* _EXERCISE GOAL_: Convert the records below into a JSON list of strings, one string per line with blank lines left out, starting with the line that contains "Where can you spot the white" and going on through the line that contains "column 218, row 117". Include only those lines.

* _DATA FOR THE TASK_:
○ ○ ○ ○ ○ ○ ○
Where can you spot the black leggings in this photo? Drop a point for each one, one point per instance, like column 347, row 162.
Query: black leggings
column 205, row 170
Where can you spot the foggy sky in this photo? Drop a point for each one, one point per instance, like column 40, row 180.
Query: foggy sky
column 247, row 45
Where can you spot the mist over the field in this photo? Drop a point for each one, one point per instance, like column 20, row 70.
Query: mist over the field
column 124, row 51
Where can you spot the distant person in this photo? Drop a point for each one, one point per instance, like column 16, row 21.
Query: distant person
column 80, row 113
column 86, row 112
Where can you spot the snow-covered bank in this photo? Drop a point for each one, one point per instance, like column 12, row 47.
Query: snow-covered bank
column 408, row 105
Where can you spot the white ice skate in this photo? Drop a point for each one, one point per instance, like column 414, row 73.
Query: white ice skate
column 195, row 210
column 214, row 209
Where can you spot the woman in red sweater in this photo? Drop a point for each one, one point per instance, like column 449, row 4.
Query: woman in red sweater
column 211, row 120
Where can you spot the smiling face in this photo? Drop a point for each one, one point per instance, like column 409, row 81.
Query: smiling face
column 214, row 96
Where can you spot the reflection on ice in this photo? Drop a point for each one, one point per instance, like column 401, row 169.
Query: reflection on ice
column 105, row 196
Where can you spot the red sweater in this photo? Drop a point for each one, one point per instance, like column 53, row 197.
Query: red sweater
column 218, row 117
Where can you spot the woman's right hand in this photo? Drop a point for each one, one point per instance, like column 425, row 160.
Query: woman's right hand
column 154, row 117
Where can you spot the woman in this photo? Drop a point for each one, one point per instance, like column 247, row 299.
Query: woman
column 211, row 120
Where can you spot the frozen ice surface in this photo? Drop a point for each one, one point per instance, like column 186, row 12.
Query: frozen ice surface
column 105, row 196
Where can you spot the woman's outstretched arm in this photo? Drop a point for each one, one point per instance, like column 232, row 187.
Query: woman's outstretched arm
○ ○ ○ ○ ○ ○ ○
* _EXERCISE OUTPUT_:
[
  "Where can you spot the white ice skate in this photo? Drop a point for each one, one point per instance, like column 414, row 73.",
  "Query: white ice skate",
  "column 195, row 210",
  "column 214, row 209",
  "Where can you spot the woman in red sweater in this photo? Drop a point for each one, one point per instance, like column 449, row 4.",
  "Query: woman in red sweater",
  "column 211, row 120",
  "Where can you spot the smiling face in this photo? Drop a point for each one, one point per instance, like column 409, row 81.",
  "Query: smiling face",
  "column 214, row 96",
  "Where can you spot the reflection on ice in this photo? Drop a point for each one, one point per instance, like column 401, row 169.",
  "Query: reflection on ice",
  "column 105, row 196",
  "Where can you spot the red sweater in this photo? Drop a point for each one, one point per instance, like column 53, row 197.",
  "Query: red sweater",
  "column 218, row 117"
]